Filter the data below for the string "ruin" and copy each matching line.

- - -

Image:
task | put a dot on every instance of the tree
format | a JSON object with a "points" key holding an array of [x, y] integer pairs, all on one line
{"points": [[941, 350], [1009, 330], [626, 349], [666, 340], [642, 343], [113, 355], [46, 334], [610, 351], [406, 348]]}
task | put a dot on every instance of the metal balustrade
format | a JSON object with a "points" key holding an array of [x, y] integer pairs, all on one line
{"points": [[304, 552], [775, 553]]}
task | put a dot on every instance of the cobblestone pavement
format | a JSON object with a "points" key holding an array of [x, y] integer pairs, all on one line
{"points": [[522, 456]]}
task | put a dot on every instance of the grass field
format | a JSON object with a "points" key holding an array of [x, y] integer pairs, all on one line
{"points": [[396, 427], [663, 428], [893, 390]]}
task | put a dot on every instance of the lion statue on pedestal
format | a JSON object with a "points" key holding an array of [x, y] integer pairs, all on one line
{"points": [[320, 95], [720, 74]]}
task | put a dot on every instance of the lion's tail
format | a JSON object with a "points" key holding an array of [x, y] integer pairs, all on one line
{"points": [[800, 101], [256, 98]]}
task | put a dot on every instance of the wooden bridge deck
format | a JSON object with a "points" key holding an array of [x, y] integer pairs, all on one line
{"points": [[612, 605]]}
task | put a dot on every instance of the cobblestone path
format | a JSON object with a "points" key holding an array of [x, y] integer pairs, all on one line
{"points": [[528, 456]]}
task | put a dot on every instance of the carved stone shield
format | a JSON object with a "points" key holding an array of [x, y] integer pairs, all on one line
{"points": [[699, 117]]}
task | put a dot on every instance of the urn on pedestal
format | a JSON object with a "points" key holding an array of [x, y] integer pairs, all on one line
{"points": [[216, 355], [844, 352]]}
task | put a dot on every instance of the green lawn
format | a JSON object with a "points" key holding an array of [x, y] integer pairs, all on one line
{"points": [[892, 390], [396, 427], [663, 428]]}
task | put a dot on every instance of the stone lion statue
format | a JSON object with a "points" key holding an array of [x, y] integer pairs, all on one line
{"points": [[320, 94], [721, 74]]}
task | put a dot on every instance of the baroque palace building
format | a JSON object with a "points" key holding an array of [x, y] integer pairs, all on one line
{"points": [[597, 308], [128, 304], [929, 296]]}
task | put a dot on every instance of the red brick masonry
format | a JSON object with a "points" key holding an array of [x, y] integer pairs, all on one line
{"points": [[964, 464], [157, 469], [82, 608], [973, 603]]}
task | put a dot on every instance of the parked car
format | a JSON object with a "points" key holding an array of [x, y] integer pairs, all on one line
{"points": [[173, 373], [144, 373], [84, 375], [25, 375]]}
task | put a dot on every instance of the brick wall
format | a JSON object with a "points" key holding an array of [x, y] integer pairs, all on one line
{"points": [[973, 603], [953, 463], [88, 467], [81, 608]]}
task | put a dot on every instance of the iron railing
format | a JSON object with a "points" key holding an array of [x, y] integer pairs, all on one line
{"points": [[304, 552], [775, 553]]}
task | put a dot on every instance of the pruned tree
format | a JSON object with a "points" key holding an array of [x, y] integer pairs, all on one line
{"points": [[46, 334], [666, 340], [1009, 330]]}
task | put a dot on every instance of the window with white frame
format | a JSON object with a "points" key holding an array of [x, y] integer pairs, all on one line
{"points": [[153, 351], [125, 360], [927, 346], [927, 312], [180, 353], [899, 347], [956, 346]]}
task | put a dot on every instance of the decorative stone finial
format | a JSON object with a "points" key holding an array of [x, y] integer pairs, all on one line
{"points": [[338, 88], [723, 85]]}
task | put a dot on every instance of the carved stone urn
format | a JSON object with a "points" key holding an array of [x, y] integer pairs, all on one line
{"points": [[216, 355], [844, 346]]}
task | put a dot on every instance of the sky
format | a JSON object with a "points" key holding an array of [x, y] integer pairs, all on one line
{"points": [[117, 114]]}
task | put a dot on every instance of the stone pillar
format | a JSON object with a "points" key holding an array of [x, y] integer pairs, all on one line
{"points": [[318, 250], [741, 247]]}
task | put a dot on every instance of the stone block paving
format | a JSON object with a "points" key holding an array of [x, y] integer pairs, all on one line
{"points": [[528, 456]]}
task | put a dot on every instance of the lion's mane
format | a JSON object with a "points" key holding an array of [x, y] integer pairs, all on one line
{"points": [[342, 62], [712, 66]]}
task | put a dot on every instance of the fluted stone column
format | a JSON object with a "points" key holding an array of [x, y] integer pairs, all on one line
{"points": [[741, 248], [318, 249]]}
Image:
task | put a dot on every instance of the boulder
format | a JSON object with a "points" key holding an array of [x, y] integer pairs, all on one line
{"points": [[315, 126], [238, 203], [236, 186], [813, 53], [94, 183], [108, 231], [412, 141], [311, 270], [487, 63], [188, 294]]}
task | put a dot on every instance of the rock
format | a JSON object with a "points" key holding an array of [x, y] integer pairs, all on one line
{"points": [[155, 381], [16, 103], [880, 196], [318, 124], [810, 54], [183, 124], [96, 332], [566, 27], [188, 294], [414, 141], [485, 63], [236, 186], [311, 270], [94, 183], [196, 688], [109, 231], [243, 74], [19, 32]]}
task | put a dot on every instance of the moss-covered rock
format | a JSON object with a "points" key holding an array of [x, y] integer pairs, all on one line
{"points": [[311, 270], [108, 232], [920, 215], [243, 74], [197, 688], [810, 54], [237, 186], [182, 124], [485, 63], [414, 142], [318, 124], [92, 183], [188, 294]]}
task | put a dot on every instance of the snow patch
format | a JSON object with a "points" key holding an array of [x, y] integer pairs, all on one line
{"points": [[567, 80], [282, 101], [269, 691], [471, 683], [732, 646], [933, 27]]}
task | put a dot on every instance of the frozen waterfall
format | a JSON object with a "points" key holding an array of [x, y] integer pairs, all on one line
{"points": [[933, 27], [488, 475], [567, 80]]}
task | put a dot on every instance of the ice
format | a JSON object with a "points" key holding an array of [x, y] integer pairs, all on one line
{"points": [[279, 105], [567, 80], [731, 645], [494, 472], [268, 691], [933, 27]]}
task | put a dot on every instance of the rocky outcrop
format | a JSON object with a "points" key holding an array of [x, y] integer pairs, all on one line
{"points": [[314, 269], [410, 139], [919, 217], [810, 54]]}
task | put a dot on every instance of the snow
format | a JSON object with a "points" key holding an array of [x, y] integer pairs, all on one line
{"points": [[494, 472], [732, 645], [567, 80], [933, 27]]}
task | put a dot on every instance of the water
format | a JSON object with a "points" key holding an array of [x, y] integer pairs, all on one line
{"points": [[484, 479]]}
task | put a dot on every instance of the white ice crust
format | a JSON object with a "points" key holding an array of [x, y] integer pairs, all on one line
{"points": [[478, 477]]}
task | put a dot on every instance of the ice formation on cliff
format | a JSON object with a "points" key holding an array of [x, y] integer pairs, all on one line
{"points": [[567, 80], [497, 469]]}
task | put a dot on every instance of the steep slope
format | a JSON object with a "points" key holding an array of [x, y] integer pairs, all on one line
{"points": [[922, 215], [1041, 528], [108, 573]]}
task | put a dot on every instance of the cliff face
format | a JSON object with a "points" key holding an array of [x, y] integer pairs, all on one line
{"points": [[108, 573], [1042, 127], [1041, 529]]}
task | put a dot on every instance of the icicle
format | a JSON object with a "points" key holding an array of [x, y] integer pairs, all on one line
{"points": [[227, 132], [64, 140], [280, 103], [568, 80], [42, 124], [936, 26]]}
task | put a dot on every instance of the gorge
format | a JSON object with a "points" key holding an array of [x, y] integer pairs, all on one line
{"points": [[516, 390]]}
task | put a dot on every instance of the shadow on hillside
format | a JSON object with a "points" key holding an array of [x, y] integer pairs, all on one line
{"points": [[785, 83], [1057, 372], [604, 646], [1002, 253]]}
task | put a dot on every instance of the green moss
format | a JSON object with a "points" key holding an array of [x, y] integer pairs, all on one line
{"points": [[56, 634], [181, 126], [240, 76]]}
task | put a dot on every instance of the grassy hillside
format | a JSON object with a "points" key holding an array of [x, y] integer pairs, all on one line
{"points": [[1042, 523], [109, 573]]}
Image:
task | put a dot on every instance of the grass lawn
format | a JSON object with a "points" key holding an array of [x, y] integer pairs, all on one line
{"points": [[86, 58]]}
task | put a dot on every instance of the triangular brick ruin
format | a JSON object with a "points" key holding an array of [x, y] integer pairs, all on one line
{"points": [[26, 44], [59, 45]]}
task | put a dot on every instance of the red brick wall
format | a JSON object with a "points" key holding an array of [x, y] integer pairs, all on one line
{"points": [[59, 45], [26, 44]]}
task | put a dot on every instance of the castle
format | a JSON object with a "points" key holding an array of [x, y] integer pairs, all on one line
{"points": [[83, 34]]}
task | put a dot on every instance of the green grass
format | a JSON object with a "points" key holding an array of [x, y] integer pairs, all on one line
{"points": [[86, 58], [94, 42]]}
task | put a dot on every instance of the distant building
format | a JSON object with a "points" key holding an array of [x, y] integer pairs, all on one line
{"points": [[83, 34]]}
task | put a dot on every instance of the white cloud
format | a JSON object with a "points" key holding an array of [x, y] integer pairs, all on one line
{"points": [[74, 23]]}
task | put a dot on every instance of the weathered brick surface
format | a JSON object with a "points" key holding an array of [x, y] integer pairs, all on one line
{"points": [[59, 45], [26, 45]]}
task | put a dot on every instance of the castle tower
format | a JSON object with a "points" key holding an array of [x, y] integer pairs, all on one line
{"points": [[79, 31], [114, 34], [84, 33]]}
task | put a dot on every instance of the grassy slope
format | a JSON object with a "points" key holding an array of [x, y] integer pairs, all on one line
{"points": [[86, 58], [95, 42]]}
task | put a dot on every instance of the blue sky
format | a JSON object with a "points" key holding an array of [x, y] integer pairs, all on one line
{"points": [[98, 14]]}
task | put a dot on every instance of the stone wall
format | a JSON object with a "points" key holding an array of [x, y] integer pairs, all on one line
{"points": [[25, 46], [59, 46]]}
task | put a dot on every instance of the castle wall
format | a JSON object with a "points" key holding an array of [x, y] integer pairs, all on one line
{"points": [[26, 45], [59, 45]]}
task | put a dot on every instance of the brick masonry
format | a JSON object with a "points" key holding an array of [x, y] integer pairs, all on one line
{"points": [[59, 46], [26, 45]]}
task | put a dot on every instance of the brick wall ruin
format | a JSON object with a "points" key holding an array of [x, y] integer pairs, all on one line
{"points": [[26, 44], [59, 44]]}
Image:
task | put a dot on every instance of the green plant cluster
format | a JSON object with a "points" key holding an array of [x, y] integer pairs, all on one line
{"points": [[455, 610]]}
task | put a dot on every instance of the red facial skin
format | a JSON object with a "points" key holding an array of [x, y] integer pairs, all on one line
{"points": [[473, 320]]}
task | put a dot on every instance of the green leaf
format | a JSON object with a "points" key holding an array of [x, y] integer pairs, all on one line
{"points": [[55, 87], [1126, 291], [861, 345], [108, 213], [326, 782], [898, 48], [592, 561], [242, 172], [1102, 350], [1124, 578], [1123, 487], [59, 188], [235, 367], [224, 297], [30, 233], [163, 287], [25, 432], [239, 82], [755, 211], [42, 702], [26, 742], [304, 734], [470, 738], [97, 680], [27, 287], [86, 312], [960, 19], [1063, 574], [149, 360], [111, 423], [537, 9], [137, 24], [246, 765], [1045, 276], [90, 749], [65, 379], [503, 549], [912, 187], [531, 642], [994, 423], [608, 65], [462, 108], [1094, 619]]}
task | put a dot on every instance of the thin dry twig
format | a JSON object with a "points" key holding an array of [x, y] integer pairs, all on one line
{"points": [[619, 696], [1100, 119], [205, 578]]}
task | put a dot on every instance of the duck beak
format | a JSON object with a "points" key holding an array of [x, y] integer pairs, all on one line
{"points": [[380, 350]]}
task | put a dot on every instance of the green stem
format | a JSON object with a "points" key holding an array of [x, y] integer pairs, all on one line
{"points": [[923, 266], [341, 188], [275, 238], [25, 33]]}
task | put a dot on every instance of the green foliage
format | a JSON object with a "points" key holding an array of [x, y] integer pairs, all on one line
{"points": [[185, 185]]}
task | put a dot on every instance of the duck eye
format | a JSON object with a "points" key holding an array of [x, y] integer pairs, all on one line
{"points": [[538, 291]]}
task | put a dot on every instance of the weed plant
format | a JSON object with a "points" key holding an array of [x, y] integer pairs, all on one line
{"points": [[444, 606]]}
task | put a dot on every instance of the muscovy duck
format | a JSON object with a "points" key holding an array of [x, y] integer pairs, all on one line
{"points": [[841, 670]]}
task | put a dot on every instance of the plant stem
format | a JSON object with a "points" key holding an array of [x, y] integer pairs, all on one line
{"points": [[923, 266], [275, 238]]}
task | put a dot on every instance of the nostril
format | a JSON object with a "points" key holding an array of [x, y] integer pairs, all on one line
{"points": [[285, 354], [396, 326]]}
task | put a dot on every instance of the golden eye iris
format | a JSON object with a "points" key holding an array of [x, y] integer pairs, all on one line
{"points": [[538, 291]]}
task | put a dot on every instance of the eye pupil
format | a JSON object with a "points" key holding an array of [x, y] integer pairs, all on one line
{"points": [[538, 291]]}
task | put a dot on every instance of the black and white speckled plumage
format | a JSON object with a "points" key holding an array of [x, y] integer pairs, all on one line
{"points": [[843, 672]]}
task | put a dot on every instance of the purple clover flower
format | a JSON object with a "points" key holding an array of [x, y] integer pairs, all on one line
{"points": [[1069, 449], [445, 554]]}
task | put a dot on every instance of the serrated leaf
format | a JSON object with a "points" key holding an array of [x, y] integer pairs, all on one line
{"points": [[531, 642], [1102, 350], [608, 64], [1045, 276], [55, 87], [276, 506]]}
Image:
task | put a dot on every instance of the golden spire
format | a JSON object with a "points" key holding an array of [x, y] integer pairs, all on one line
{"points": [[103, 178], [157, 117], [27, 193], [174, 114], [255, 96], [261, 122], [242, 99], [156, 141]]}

- - -

• [PROBLEM SOLUTION]
task | put a dot on every instance of the triangular brick ruin
task | put a dot on every instance of the brick wall ruin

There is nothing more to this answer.